Thematic Area 1

Toward more resilient cities worldwide


John Zacharias, Peking University, China

Inês Macamo Raimundo, Eduardo Mondlane University, Mozambique


The Earth is under a new climatic regime. Human activity has devastated the earth's surface and degraded the atmosphere. This new regime has fundamentally altered the human-nature relationship, with consequences for the global community and its ability to manage the crises that emanate directly from climate change.

Unsustainable forms of urbanization have been accompanied by an unprecedented attack on the biosphere, that has brought multiple risks at the same time: extreme weather conditions, water and air pollution, virus outbreaks and catastrophic species loss. Cities also face multiple challenges for their social sustainability, including a widening wealth gap, inaccessible housing, unstable employment and population migration at the international scale. Sustained urbanization to 2050 when 70% of the world population will be living in cities, offers a historic opportunity to deal with both these global and local issues at the same time.

City agendas are adapting to this new reality of vulnerability to multiple threats, with systems reforms and physical infrastructure. The experience of disaster has also taught us that disadvantaged groups are more prone to the severe negative outcomes of disaster and systems need to be focused on their needs. Our systems are evolving to deal with the new tasks. Technocratic solutions have been replaced with approaches that involve the public actively in responses to potential threats.

The climate agenda has largely reconstituted a new political capability to discuss the necessary energy transition and to do so in a multilateral way. A shared global agenda has implications for actions at the regional, national and local scales, not only to mitigate climate change but to continue to build cities adapted to the fundamental human needs of health, safety, social harmony, shelter and a life worth living.
_ _ _ _ _ _ _
Assignment - Echo the passage of the text on resilient cities between "John Zacharias, Peking" and "from climate change.", inclusive. The items that follow were drawn from a different source than the text above.

(Saved entries)
_ _ _ _ _ _ _
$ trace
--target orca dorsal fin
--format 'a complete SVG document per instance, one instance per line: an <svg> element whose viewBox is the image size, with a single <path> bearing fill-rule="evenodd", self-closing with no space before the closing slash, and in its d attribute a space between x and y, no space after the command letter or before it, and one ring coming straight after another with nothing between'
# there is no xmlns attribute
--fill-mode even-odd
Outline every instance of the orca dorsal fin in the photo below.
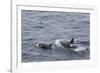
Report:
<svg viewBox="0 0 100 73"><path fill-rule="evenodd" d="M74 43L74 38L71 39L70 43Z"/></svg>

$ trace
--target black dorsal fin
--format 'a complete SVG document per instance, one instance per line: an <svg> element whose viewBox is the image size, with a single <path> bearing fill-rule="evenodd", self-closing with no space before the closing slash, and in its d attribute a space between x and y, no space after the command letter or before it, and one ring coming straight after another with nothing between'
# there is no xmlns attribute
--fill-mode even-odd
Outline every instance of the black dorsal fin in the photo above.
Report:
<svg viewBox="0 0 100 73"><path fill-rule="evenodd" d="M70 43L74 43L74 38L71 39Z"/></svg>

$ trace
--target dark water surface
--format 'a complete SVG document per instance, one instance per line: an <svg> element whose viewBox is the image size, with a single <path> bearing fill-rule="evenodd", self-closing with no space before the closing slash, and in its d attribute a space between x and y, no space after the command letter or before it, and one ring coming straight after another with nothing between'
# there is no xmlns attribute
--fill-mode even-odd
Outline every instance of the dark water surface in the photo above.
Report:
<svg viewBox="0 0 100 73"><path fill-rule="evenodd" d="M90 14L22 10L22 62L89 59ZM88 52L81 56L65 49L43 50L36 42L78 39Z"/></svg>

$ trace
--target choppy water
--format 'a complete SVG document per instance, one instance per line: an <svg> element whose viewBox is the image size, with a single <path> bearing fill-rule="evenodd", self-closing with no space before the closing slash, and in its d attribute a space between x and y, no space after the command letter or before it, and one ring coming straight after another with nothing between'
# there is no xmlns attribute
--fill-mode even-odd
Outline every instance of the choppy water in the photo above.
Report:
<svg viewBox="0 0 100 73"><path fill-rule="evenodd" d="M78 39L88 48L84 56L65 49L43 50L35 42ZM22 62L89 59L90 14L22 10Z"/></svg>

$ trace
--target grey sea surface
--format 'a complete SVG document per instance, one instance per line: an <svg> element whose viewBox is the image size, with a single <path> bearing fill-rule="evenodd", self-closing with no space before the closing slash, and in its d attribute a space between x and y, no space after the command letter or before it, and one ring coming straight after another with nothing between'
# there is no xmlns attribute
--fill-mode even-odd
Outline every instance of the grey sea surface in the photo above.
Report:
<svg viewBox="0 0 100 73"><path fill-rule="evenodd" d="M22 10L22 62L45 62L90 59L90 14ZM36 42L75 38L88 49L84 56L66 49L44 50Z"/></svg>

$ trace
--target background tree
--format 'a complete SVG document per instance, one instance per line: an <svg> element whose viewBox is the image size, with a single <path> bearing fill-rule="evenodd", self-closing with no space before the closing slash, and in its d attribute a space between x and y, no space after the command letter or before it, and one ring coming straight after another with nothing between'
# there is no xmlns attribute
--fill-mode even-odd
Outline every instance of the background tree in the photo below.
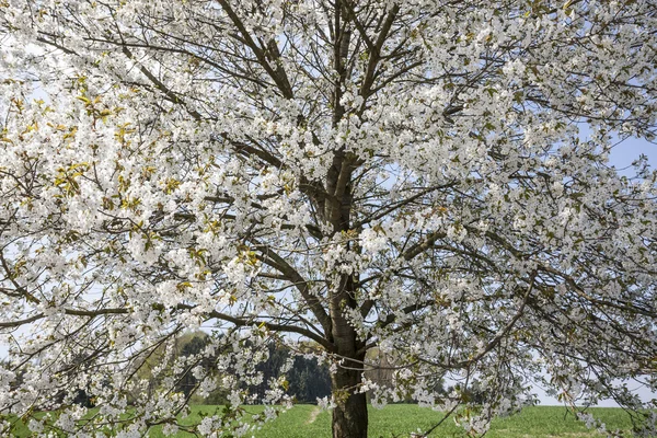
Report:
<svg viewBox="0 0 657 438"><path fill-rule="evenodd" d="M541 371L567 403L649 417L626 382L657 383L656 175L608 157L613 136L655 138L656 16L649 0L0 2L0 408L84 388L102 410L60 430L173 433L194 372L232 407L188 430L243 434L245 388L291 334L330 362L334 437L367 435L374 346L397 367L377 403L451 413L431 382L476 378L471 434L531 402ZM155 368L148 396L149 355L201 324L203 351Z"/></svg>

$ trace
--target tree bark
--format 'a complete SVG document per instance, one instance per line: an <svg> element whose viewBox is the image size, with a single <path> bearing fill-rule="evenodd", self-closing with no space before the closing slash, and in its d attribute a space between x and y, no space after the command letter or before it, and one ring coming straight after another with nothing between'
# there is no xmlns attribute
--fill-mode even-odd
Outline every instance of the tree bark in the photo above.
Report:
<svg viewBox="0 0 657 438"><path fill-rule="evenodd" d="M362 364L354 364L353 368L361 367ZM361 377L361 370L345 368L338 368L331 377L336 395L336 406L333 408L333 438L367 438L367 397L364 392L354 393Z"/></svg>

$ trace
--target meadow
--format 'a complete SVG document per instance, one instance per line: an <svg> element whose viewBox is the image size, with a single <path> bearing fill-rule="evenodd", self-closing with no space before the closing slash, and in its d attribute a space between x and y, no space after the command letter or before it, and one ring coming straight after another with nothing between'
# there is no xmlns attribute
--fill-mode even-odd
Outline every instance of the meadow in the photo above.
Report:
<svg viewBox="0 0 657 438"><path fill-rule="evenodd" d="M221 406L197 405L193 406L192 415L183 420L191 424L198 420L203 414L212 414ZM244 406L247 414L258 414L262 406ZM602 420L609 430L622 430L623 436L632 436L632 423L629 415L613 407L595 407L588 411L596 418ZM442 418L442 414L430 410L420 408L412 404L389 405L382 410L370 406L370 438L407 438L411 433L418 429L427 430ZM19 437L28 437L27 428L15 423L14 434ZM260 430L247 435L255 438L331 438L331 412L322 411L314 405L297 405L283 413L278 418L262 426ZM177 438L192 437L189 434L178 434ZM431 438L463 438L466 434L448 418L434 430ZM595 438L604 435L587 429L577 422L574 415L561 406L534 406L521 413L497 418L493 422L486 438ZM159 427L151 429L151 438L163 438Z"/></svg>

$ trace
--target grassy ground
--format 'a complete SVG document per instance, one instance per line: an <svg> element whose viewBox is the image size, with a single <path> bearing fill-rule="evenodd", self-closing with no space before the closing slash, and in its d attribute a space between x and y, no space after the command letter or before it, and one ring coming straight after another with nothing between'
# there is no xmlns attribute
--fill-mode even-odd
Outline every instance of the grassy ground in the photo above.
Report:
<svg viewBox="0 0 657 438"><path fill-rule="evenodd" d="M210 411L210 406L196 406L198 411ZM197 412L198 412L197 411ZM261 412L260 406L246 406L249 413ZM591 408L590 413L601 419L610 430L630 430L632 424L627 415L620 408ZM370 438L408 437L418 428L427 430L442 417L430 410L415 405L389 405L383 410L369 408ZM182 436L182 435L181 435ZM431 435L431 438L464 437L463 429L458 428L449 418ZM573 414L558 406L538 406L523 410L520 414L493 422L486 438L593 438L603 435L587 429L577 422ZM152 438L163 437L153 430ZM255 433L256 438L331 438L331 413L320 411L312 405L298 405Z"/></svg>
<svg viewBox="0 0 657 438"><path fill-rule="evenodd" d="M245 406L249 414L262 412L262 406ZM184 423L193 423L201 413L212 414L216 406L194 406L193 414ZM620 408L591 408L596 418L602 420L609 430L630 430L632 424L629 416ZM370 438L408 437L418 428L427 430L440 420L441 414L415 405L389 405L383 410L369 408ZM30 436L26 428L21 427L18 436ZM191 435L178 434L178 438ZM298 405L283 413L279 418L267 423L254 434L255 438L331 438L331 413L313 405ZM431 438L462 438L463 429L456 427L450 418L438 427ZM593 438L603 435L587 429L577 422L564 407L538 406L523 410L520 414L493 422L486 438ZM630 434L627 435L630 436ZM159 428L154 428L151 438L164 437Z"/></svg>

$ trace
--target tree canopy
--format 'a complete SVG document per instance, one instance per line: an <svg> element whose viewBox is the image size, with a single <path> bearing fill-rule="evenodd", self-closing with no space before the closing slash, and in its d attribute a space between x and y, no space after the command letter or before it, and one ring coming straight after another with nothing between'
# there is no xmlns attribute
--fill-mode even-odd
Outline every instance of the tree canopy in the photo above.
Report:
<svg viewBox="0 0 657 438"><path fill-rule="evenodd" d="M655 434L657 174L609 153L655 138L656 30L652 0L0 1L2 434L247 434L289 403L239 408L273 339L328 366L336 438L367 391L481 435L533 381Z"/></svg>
_ _ _ _ _ _ _
Result of this exercise -
John Zacharias, Peking University, China

Inês Macamo Raimundo, Eduardo Mondlane University, Mozambique


The Earth is under a new climatic regime. Human activity has devastated the earth's surface and degraded the atmosphere. This new regime has fundamentally altered the human-nature relationship, with consequences for the global community and its ability to manage the crises that emanate directly from climate change.